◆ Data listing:
________________________
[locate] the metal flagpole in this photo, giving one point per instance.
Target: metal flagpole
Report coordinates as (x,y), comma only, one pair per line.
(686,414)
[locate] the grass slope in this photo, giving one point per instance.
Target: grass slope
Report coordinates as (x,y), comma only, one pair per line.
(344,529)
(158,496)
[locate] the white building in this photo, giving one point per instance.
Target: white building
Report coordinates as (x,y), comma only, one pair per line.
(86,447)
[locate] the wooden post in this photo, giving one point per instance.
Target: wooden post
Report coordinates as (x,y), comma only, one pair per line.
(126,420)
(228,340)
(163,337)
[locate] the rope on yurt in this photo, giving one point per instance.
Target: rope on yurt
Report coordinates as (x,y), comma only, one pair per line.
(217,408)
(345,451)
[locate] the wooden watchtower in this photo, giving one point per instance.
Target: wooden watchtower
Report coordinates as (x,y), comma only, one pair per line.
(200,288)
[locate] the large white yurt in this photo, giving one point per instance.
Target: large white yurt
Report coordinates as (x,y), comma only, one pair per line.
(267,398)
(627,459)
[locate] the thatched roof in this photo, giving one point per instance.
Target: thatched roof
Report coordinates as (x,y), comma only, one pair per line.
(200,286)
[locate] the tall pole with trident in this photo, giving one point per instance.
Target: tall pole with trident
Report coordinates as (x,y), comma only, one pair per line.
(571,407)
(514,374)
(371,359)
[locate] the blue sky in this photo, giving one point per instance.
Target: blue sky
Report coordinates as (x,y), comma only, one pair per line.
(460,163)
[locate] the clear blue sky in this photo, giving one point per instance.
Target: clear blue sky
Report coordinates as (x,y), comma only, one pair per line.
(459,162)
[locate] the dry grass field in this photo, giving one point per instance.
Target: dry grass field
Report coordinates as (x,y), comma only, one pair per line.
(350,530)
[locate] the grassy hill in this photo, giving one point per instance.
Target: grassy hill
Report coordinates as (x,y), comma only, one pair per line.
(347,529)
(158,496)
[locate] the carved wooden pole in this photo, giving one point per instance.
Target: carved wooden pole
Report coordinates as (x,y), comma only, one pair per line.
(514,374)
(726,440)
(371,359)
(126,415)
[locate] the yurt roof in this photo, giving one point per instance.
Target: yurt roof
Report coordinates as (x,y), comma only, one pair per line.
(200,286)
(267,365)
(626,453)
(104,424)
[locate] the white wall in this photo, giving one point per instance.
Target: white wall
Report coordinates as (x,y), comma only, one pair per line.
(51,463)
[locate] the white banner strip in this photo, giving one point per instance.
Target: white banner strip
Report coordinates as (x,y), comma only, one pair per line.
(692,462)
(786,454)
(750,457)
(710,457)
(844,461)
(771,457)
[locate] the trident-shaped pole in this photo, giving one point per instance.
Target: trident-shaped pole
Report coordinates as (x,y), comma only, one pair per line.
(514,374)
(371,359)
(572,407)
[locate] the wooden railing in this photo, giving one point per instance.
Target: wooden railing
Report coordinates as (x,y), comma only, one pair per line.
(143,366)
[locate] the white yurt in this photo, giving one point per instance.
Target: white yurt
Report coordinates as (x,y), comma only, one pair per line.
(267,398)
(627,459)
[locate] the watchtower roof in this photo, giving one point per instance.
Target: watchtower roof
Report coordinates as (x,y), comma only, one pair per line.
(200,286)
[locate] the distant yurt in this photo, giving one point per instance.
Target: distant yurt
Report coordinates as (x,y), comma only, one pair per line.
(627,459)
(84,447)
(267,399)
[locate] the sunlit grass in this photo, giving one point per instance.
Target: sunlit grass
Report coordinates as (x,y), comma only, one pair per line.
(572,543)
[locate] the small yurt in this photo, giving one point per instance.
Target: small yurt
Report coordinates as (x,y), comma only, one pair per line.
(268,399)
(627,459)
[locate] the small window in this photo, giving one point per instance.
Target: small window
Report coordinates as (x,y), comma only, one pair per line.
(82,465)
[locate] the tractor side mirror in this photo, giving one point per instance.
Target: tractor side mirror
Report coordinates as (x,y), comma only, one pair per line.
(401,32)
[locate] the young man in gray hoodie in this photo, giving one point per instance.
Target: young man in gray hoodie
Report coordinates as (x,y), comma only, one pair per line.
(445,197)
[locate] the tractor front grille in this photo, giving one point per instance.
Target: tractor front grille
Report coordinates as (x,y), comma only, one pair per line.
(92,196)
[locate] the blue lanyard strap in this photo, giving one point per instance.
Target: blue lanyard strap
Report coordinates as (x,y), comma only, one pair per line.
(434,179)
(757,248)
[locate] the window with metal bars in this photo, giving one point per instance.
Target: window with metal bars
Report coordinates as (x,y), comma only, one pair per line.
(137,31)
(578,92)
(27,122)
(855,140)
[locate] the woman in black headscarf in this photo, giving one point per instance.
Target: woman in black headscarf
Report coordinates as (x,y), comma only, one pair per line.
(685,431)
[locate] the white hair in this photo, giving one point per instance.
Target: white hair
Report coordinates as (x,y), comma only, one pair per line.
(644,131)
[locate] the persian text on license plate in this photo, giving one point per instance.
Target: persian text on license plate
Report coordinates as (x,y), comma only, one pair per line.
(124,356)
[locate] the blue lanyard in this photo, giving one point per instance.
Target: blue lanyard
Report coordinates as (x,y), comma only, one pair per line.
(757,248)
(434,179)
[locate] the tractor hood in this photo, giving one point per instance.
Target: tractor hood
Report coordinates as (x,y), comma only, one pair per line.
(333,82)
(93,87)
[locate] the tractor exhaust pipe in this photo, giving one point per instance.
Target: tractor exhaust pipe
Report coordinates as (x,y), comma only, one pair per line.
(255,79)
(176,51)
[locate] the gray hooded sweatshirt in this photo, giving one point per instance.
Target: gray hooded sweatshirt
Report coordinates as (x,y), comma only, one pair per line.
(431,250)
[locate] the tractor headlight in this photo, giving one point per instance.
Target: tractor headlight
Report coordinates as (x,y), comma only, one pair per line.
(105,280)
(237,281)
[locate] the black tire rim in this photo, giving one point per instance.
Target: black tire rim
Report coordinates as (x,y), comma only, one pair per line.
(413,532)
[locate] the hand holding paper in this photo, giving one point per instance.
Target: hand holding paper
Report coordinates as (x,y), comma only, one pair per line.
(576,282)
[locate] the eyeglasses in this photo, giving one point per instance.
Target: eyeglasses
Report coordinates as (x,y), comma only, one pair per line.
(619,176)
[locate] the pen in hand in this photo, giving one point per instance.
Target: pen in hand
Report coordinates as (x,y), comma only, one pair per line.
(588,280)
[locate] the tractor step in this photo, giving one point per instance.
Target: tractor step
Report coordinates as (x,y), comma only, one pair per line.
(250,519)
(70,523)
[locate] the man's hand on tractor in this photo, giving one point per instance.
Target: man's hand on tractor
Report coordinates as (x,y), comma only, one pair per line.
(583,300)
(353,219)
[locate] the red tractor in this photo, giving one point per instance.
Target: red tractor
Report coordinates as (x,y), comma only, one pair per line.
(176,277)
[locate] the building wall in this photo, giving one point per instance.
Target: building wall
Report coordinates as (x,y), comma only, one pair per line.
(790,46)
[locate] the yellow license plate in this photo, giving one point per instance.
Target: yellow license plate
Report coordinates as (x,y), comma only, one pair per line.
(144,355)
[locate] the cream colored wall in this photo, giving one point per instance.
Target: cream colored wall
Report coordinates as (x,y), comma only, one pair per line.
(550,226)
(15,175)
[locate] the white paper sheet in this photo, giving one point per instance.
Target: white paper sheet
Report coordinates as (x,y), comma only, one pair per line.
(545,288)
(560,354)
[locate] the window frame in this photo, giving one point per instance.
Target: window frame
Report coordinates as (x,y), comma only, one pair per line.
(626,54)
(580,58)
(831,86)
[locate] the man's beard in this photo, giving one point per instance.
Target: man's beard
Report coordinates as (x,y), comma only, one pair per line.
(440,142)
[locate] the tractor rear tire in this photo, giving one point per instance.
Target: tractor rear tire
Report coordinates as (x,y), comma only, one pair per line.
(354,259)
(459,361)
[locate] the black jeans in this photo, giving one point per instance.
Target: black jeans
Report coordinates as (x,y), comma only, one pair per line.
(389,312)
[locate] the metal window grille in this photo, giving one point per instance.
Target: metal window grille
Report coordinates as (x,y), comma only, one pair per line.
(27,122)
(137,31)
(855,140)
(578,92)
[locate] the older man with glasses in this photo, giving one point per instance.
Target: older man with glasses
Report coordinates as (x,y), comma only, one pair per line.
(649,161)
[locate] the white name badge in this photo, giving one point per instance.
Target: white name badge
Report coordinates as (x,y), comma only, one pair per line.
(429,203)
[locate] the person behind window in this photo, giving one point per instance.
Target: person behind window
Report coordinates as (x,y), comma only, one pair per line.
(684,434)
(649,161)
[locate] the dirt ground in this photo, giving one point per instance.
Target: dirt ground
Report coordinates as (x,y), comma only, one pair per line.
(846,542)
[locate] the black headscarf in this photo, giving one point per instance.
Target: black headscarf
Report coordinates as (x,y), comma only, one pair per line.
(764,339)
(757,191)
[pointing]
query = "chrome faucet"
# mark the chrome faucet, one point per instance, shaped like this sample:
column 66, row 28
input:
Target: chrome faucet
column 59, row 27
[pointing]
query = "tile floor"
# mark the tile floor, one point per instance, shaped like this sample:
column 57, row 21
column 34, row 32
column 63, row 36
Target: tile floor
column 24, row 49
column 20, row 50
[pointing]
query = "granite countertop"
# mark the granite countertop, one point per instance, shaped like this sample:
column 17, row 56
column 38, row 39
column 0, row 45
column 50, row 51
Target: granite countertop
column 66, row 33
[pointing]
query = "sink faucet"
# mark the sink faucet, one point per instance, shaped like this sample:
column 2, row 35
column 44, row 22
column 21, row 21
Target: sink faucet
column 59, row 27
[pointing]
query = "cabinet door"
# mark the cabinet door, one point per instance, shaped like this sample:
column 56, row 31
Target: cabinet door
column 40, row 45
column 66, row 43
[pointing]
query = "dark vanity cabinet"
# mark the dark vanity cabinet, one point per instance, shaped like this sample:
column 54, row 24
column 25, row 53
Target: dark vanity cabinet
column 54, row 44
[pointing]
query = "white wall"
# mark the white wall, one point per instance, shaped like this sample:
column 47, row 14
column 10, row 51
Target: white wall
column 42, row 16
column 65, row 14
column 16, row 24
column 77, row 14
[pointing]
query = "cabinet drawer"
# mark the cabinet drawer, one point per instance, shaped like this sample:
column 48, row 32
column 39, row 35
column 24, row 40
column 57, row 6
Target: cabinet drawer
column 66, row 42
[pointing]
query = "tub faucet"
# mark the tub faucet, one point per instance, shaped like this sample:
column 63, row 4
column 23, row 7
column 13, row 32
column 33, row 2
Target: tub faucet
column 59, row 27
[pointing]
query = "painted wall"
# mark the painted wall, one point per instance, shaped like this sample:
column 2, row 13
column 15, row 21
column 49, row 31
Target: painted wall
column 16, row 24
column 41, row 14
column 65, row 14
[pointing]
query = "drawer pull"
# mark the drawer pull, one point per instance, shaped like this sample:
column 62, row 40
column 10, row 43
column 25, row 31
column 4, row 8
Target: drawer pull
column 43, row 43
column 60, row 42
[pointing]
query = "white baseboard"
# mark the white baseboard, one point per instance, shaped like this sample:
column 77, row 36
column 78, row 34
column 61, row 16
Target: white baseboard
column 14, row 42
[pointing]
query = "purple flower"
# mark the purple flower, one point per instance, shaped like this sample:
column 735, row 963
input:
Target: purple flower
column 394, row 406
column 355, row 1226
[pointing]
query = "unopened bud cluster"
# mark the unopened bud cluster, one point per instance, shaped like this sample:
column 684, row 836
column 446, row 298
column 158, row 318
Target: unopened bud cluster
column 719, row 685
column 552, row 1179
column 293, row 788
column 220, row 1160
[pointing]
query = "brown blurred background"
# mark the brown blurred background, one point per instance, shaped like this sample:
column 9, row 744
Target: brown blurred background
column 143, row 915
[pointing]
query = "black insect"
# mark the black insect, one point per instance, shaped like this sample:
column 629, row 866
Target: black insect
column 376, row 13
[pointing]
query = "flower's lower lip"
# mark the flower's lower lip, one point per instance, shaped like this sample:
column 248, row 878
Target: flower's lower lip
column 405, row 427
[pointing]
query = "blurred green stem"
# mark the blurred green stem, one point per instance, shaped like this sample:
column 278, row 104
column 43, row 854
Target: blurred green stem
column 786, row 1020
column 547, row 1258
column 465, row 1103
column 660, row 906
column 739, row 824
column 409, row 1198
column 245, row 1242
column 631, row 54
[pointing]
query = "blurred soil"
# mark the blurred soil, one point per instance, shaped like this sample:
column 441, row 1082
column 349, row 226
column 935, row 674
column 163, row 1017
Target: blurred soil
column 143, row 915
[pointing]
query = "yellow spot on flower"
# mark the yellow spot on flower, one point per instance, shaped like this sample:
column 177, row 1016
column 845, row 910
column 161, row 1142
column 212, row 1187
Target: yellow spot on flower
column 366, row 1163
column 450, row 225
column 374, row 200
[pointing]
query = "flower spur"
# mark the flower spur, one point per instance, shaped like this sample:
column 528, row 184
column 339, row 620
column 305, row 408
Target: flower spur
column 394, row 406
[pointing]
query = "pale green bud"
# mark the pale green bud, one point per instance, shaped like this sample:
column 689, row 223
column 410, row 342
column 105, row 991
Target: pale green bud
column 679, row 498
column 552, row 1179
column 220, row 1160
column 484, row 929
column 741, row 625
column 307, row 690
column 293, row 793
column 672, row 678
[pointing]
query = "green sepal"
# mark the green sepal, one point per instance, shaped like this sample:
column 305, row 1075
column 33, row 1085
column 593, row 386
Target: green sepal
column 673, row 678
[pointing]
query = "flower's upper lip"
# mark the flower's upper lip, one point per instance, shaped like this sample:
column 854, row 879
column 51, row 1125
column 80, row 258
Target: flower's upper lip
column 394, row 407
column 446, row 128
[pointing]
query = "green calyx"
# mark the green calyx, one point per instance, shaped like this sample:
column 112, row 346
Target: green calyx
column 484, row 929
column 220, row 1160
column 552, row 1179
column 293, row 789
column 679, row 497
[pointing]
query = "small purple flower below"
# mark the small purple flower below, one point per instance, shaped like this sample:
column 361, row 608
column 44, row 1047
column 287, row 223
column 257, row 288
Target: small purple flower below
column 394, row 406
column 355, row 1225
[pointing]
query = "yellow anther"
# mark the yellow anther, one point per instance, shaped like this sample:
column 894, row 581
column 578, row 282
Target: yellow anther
________________________
◆ To do: Please gather every line of the listing above that contains the string "tire", and treat the search as case-sensitive.

◆ Exercise output:
[locate] the black tire rim in this photo, giving one point per instance.
Target: black tire rim
[locate] the tractor rear tire in this photo, giving one point per instance.
Target: tractor rear tire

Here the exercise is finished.